▶ **Given passage**
□ □ □ □

@amfumero

@amfumero@amfumero is Antonio Fumero, and as he define himself he is a researcher, an entrepreneur, a technology-passionate social innovator. He’s an Engineer, living and working in Madrid; currently collaborating with his University while he’s launching his own business, Win-Win Consultores, partnering Managing & Innovation Business Partners and Talentbrokers. You can also find him at periodismociudadano.com, and cibervoluntarios.org

Twitts r us – Learning as we are

Is this some kind of joke? Since it was launched, in October 2006, we couldn’t stop making the same questions: Why twittering? What for? Nowadays, Twitter is considered to be competing face to face with Facebook 1 , THE social networking phenomenon, in Capital Letters: with more than 106 million users worldwide 2 , even considering that as few as 8 % of American adults going online are using this service 3 , Twitter is still a Global Internet phenomenon. In fact, if we agree on considering Facebook the new Google, we do have to consider Twitter as the new Facebook :)

The fact is that Twitter has been carving its own place within the social software tools (services in the cloud’s language) landscape during the latest four years. At its very beginning, it was considered as a “microblogging” tool, resembling the former popular blogs services: suddenly, the users didn’t need to write down a nice –till some extent consistent, coherent- piece of content; they just need to answer a quite straight and simple question in less than 140 characters, What are you doing? It was one more step towards the (growing) fragmentation of information.

In a few years, the simplicity of the service and its quite simplistic API were leveraging la growth of a global community of users and developers contributing with innovative functionalities for improving the capabilities for exploding the 140 characters limitation: services for attaching photographs, for shortening the links included within the limited text you are able to use, for tagging the content, for geo-locating users and twitts, etc.

□ □ □ □

▶ **A few records**
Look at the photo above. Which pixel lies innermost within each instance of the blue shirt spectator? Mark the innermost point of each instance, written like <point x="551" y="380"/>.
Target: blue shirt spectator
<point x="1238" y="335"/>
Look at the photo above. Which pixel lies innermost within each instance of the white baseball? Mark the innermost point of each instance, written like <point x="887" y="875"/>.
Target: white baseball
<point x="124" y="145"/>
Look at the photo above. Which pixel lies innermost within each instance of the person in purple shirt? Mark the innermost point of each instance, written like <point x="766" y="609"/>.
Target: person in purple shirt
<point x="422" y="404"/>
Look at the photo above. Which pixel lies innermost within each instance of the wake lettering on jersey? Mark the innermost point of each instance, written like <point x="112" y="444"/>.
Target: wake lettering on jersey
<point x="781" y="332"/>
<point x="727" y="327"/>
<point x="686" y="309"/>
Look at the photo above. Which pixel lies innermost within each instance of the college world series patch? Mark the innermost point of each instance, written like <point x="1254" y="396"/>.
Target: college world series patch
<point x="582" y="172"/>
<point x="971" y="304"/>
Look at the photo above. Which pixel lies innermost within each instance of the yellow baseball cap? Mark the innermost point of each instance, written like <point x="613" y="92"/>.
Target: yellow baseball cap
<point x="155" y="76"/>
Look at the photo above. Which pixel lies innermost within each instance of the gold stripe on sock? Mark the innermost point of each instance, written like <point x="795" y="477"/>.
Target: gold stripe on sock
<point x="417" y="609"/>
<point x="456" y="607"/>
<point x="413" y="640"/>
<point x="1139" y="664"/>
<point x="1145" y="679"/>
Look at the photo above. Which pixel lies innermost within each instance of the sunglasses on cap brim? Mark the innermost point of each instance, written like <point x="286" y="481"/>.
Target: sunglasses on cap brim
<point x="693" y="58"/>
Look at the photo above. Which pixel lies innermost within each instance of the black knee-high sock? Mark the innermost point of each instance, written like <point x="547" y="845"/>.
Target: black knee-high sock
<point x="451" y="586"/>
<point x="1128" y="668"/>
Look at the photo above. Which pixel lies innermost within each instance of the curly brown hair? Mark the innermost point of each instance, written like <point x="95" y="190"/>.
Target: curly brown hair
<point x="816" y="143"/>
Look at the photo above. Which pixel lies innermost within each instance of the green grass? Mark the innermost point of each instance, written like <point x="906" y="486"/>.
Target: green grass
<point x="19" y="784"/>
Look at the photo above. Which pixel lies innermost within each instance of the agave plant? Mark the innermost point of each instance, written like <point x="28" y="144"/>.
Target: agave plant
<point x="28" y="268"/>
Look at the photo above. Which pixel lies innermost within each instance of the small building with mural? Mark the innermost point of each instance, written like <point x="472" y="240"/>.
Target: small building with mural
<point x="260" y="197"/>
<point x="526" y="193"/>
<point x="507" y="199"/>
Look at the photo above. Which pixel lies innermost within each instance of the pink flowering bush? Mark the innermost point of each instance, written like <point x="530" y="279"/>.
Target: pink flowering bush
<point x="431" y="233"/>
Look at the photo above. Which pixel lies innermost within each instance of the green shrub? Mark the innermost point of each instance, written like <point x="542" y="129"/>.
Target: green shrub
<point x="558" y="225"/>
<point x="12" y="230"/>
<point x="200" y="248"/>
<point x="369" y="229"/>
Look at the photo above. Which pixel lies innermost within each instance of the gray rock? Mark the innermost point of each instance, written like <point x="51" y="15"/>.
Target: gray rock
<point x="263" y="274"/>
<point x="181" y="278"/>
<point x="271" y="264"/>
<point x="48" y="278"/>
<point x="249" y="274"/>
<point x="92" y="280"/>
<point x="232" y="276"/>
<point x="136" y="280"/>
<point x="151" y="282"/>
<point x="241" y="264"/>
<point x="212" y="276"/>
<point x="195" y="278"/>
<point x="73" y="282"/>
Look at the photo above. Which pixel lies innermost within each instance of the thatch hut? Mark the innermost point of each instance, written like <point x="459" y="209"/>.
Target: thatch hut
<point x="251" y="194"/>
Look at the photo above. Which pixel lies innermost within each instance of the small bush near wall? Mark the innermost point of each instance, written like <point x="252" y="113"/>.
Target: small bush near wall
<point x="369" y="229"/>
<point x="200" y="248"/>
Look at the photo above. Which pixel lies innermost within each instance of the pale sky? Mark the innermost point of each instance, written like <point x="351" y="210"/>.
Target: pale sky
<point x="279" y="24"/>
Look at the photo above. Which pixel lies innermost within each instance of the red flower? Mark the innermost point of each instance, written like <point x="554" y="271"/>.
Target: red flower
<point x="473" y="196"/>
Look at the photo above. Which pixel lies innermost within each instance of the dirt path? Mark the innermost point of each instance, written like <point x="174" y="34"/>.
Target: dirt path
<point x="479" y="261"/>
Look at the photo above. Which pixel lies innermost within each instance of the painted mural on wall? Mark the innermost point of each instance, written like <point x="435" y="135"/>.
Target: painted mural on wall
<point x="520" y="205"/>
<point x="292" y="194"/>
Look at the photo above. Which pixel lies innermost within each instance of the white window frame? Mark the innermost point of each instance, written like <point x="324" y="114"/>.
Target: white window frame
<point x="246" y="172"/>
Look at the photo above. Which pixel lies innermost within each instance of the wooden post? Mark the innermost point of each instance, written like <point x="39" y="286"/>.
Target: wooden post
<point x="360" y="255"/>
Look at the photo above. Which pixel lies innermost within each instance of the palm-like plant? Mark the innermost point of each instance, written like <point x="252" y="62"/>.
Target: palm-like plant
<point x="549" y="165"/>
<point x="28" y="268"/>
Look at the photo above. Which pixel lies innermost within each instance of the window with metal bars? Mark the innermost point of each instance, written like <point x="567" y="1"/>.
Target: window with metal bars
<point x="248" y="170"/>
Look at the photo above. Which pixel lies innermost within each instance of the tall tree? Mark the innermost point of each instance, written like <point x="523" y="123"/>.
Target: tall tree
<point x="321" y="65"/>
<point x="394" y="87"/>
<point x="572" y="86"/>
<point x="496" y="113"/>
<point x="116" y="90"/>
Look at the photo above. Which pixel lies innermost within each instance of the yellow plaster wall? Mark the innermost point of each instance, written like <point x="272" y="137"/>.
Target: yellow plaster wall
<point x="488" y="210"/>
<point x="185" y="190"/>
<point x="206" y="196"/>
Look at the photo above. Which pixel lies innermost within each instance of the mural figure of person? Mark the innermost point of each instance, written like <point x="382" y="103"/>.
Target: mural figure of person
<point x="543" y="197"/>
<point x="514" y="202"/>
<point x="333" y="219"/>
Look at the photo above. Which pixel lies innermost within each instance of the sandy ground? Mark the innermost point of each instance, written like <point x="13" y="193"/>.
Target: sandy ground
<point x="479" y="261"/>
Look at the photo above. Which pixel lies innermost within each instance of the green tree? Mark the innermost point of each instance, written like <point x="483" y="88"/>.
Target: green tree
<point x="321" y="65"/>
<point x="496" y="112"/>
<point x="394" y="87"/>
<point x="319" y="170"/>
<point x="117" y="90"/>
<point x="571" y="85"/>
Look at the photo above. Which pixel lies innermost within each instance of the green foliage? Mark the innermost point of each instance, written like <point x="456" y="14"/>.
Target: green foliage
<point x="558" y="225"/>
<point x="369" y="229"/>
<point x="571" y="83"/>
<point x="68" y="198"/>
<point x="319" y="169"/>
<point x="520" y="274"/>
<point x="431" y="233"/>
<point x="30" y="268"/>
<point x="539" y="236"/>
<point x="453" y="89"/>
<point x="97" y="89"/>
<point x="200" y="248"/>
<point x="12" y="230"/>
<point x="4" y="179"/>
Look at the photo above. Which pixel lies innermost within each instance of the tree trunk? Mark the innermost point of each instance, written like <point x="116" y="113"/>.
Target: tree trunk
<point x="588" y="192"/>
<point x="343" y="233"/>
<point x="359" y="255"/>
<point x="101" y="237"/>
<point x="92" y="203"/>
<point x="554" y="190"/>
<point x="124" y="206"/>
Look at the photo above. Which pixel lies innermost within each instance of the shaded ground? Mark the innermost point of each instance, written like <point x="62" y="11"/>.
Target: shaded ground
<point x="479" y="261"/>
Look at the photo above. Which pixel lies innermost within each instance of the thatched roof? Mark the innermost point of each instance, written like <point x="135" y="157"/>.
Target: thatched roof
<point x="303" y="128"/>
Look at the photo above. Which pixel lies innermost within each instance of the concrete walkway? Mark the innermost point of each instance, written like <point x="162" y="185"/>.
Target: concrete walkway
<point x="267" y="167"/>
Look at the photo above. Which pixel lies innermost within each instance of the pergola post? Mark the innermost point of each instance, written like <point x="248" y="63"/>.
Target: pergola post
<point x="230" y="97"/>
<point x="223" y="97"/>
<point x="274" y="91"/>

□ □ □ □

▶ **Problem requirements**
Reproduce word for word the stretch of the piece on Twitter starting at "In a few years, the" and ending at "and twitts, etc.".

▶ **Exercise answer**
In a few years, the simplicity of the service and its quite simplistic API were leveraging la growth of a global community of users and developers contributing with innovative functionalities for improving the capabilities for exploding the 140 characters limitation: services for attaching photographs, for shortening the links included within the limited text you are able to use, for tagging the content, for geo-locating users and twitts, etc.